━━ Source passage

Functional screening for cancer drug discovery: from experimental approaches to data integration

Small molecule inhibitors are designed to exert their efficacy by binding to cellular protein targets, triggering a cascade of downstream alterations in cancer signaling networks. High-throughput phenotype-based drug screening has successfully identified compounds that lead to promising efficacy. However, a crucial next step is to illustrate the cellular responses of drug treatment and to identify potential genetic biomarkers predictive of drug sensitivity or resistance.

Emerging studies have indicated that cancer cells harbor specific genetic variations that play important roles when responding to drug treatment. Identifying key functional genetic signatures of drug perturbation has become one of the major challenges for precision medicine. Functional genetic screening approaches, such as siRNA and shRNA based knock-down or CRISPR-Cas9 based knock-out, have been extensively employed to identify cancer essential genes both in vitro and in vivo. On the other hand, drug sensitivity screening is commonly used to study the effects of drug-target inhibitions at the protein level. Moreover, mutagenesis is also employed to understand the complex interactions of drugs and proteins with specific amino acid changes. To facilitate the clinical relevance of the functional screening approaches, model systems such as 3D organoid and patient-derived xenografts (PDX) have been developed. Furthermore, recent technologies in single-cell labeling and deep sequencing have significantly improved the resolution of these experiments, generating tremendous amounts of data expected to contribute to a systematic mapping of genetic dependencies of drug treatment.

━━━━
━━ Provided material

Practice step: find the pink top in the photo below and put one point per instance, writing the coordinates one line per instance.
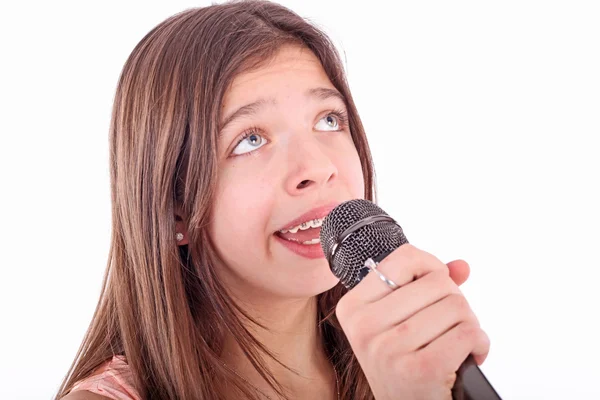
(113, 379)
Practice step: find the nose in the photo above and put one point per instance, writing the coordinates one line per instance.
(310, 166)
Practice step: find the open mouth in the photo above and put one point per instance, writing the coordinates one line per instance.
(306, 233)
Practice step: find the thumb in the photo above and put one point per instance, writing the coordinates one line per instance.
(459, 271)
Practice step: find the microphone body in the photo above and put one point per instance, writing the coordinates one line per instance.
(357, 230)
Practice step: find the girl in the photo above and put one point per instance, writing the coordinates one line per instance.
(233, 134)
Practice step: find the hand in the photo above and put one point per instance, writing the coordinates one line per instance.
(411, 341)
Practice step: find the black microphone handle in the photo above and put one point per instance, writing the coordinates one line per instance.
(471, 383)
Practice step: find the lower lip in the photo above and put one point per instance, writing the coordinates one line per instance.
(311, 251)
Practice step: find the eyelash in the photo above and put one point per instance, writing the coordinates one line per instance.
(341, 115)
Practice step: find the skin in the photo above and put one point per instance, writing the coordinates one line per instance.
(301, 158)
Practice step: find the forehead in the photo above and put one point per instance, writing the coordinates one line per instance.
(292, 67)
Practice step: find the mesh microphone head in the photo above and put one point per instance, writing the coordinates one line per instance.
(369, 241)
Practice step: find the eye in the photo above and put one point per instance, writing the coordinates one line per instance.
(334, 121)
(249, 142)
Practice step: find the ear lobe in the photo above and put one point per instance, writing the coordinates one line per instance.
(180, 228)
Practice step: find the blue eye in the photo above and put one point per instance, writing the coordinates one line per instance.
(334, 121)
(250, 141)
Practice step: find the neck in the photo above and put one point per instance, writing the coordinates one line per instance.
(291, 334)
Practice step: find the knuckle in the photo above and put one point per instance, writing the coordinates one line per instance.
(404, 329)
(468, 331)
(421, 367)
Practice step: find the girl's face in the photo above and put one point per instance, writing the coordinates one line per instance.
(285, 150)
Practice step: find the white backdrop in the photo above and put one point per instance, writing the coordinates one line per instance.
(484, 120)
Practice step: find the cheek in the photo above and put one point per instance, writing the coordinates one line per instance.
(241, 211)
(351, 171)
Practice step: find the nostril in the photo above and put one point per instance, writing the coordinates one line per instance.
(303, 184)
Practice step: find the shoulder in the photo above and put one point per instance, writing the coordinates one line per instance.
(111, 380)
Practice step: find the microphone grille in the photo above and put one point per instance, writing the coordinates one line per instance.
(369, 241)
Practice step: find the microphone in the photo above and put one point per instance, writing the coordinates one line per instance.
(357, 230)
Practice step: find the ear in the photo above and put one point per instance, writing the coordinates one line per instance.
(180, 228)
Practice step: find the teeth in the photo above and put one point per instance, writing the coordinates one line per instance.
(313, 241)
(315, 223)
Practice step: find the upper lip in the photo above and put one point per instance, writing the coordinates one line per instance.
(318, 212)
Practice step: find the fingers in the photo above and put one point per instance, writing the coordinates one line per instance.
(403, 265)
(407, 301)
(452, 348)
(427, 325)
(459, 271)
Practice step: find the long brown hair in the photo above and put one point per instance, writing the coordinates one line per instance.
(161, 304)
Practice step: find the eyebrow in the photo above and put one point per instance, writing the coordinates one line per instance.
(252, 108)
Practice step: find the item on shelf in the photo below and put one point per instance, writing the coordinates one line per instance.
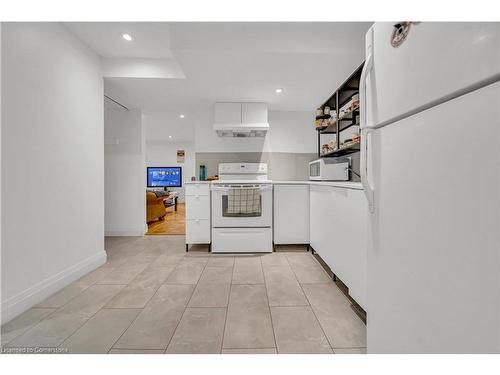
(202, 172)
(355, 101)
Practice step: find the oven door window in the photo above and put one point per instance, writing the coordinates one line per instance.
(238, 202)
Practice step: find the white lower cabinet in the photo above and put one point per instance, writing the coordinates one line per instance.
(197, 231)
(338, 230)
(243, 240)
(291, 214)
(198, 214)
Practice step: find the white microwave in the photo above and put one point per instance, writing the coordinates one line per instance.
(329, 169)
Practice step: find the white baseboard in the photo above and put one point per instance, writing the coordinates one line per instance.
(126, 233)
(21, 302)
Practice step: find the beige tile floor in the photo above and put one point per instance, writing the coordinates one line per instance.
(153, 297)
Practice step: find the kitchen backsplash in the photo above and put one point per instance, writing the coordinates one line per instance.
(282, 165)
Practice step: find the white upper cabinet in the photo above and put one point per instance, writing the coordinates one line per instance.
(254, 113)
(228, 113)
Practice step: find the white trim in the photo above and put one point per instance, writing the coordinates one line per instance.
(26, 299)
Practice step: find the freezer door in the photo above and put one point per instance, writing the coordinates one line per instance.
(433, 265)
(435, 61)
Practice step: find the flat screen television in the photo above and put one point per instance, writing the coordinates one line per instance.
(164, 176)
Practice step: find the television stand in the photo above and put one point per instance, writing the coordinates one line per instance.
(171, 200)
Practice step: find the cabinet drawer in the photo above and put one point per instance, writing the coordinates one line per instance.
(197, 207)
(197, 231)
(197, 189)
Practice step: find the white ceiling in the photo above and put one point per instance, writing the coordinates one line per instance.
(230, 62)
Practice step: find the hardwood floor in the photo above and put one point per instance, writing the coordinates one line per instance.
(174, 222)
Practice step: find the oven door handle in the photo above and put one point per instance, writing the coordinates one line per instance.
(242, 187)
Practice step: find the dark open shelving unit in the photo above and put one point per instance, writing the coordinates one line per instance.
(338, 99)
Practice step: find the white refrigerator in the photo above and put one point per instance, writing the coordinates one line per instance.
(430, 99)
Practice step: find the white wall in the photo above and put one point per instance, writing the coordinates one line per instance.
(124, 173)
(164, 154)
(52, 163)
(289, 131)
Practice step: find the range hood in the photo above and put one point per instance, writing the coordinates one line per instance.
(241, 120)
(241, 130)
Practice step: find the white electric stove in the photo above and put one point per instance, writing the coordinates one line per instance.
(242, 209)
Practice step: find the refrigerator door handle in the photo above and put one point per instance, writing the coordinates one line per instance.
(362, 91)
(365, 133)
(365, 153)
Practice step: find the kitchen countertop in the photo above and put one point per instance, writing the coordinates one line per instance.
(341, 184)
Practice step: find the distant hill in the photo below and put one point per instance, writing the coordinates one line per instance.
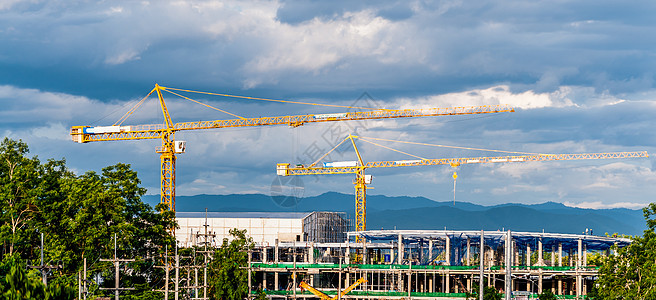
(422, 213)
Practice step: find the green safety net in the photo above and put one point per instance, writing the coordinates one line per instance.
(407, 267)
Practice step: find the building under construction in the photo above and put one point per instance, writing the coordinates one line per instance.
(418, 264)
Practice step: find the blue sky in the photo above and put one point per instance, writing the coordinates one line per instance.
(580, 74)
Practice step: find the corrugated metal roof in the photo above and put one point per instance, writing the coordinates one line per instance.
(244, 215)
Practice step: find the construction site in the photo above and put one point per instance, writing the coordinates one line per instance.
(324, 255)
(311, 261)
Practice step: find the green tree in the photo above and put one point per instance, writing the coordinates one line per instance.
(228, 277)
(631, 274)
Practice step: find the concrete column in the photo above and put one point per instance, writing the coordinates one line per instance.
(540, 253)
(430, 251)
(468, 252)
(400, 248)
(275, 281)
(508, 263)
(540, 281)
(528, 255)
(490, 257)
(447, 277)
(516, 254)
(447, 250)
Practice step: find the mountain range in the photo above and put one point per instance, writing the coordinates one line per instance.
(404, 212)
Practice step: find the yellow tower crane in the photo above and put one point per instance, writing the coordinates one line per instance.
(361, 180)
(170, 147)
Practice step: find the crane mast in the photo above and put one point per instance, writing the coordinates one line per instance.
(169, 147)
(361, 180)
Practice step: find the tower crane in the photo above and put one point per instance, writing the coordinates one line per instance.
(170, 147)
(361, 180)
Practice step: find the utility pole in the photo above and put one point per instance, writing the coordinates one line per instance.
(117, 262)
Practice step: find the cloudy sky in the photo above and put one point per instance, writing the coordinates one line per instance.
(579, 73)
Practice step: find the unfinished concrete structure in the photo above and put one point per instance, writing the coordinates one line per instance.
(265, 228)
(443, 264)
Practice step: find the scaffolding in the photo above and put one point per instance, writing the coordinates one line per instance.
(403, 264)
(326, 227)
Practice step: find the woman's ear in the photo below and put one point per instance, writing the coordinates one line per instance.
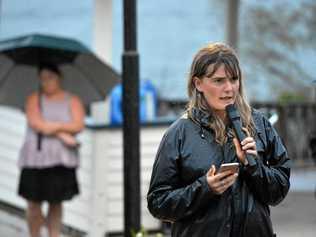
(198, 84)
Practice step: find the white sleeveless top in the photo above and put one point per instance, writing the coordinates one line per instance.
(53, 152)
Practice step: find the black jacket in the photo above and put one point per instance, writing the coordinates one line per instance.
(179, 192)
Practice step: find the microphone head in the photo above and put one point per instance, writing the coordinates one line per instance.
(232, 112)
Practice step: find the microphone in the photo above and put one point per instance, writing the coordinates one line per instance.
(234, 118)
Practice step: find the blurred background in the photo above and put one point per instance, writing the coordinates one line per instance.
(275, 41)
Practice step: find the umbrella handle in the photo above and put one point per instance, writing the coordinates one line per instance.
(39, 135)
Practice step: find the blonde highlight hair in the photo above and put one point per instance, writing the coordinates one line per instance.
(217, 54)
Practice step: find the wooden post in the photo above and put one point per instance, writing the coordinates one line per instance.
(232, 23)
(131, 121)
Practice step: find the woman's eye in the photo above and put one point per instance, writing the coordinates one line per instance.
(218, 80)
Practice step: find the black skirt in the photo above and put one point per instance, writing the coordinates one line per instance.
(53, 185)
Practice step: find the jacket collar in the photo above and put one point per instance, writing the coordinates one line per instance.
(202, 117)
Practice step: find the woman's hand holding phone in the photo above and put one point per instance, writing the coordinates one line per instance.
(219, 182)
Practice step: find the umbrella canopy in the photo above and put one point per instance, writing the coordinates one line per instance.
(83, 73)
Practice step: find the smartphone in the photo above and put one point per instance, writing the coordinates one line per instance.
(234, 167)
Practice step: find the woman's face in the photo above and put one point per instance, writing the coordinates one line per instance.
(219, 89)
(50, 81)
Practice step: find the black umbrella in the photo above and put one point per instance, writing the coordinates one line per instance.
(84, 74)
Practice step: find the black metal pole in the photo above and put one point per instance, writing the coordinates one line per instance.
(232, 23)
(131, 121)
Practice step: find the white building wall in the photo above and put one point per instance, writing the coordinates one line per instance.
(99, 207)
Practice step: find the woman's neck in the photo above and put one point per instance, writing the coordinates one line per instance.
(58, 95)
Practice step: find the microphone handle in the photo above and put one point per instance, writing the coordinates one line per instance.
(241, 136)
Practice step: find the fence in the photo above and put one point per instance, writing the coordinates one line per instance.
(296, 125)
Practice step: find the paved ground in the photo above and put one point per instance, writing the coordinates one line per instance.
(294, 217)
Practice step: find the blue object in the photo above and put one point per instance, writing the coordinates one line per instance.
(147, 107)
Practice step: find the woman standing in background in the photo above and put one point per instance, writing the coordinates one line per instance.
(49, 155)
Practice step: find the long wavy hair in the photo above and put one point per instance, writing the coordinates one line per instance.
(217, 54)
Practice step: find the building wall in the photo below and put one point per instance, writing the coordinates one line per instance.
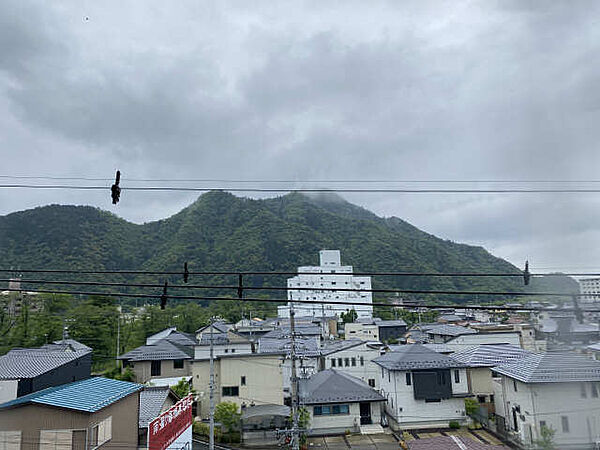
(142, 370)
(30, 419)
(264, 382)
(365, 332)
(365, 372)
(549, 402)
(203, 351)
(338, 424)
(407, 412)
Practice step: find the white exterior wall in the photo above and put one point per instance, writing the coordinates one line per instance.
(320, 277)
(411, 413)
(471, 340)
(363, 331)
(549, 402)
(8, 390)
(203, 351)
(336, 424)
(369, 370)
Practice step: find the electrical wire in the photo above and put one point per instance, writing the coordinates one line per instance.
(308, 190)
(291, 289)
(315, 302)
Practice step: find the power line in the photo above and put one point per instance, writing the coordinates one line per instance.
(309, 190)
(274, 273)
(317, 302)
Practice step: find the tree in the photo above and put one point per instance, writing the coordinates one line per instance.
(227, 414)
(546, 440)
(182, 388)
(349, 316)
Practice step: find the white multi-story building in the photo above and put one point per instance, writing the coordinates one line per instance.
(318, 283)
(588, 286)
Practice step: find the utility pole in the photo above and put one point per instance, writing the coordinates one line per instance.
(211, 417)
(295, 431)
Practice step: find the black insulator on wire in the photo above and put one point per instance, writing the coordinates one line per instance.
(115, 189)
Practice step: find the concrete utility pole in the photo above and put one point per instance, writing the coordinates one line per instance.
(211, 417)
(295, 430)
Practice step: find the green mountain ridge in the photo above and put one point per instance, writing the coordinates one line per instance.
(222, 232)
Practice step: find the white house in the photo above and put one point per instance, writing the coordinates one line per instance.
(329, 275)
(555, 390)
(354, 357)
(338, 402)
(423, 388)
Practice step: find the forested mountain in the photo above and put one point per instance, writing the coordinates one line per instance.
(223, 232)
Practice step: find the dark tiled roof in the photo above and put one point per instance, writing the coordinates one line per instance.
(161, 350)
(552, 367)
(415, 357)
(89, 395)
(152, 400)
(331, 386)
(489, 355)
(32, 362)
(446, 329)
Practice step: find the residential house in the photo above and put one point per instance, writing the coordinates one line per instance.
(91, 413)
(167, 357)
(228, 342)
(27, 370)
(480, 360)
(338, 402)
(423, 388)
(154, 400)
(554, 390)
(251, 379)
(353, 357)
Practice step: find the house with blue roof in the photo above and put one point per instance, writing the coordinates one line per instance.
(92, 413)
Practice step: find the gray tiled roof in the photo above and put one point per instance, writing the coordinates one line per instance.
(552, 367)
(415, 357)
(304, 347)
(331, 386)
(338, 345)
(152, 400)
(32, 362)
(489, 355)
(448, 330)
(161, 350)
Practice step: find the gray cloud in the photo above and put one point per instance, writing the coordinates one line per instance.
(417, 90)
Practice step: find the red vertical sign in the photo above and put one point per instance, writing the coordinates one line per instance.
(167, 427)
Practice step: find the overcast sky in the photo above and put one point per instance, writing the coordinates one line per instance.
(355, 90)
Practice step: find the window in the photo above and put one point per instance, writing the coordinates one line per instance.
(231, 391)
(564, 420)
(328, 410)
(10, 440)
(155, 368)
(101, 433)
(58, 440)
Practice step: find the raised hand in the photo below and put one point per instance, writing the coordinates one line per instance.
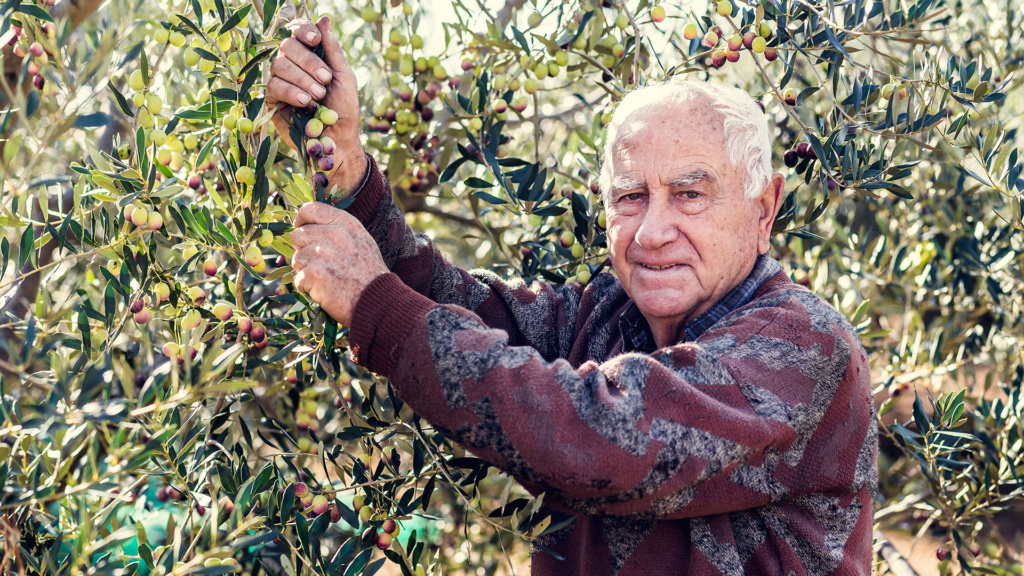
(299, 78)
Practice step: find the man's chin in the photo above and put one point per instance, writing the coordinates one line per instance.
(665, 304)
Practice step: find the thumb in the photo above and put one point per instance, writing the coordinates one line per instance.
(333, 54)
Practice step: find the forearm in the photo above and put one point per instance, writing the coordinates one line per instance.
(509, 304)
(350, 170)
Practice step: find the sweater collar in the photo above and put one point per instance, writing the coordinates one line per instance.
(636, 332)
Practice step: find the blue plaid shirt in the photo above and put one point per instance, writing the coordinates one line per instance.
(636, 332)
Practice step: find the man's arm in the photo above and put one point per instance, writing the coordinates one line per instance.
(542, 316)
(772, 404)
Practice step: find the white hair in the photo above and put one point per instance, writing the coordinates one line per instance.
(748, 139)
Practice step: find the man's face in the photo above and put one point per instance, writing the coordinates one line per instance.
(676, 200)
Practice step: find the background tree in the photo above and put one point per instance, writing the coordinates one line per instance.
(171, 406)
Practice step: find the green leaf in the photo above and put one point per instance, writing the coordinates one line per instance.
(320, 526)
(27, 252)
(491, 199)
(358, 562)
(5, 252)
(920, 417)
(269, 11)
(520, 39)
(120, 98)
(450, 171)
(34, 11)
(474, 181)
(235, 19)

━━━━

## Things to do
1. Output the cancer drug discovery passage word for word, starting with "Small molecule inhibitors" and going on through "sensitivity or resistance.".
2. For each statement below, answer yes or no according to the cancer drug discovery passage, and quote the words from the passage that decide it.
(a) Drug sensitivity screening is commonly used to study the effects of drug-target inhibition at the protein level.
(b) 3D organoid and patient-derived xenograft models were developed to replace CRISPR-Cas9 based knock-out.
(c) Functional genetic screening approaches have been used to identify cancer essential genes only in vitro.
3. According to the cancer drug discovery passage, which recent technologies have significantly improved the resolution of these experiments?
The listing is separate material.

## Results of the tasks
1.
Small molecule inhibitors are designed to exert their efficacy by binding to cellular protein targets, triggering a cascade of downstream alterations in cancer signaling networks. High-throughput phenotype-based drug screening has successfully identified compounds that lead to promising efficacy. However, a crucial next step is to illustrate the cellular responses of drug treatment and to identify potential genetic biomarkers predictive of drug sensitivity or resistance.

2.
(a) Yes: "drug sensitivity screening is commonly used to study the effects of drug-target inhibitions at the protein level"
(b) No: "To facilitate the clinical relevance of the functional screening approaches, model systems such as 3D organoid and patient-derived xenografts (PDX) have been developed."
(c) No: "have been extensively employed to identify cancer essential genes both in vitro and in vivo"

3. Recent technologies in single-cell labeling and deep sequencing.